> **EXERCISE INSTRUCTIONS**
According to the article about the UC Davis library, who coined the term "third place"?

> **TEXT FOR ANALYSIS**
━━━━━━━━━━━━━━━━━━━━

UC Davis Library Emerges as Campus “Third Place”

Bill Garrity still remembers the moment last fall when the University of California, Davis, library transformed into a performance hall. A quartet played beneath its high ceilings, the strains of a medieval-style guitar echoing among the stacks.
“That was the most profound moment for me,” said Garrity, the university’s librarian and vice provost of digital scholarship. “Students were walking by, stopping and going, ‘What’s this?’ and I would watch them texting their friends to come down from the upper floors to see the performance.”
“That was an experience I don’t think these students would have had otherwise because they were in the library,” he said.
Increasingly, UC Davis students are turning to Shields Library not just to study but to attend musical performances, meet with mental health ambassadors, cuddle with therapy dogs and engage in other activities. Campus leaders say it has become a “third place”—a term coined by sociologist Ray Oldenburg to describe a space beyond home and work where people gather, connect and belong.
Amid broader discussions about the disappearance of third places—particularly during the COVID-19 pandemic—the role of community as a public health necessity has gained renewed attention. College libraries nationwide have increasingly stepped into that void. At Boston University’s Mugar Memorial Library, for example, clubs hold meetings, groups rent out event spaces and campus services host pop-ups.

━━━━━━━━━━━━━━━━━━━━

Point-per-instance localization data
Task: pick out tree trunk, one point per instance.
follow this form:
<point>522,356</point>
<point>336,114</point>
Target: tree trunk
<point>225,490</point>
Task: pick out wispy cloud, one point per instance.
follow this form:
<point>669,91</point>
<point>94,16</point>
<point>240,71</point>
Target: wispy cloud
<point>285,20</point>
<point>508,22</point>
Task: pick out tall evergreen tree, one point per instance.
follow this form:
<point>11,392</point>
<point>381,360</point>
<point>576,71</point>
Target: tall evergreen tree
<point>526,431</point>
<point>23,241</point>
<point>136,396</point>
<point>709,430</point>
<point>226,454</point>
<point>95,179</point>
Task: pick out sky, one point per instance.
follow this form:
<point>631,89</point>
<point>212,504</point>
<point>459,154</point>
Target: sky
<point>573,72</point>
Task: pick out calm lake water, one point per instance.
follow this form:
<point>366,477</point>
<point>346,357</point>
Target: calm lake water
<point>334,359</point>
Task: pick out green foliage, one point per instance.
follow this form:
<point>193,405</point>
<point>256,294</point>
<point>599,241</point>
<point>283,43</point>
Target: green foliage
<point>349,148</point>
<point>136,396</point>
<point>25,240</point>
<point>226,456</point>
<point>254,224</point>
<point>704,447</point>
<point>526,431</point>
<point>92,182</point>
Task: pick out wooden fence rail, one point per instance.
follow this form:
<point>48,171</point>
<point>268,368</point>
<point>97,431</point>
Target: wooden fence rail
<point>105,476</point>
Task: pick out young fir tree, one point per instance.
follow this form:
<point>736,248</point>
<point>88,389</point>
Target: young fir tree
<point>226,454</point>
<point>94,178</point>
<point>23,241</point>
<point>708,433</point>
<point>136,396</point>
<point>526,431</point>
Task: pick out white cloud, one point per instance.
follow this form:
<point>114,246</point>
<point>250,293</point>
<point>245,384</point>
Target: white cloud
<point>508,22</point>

━━━━━━━━━━━━━━━━━━━━

> **TASK RESPONSE**
Sociologist Ray Oldenburg coined the term.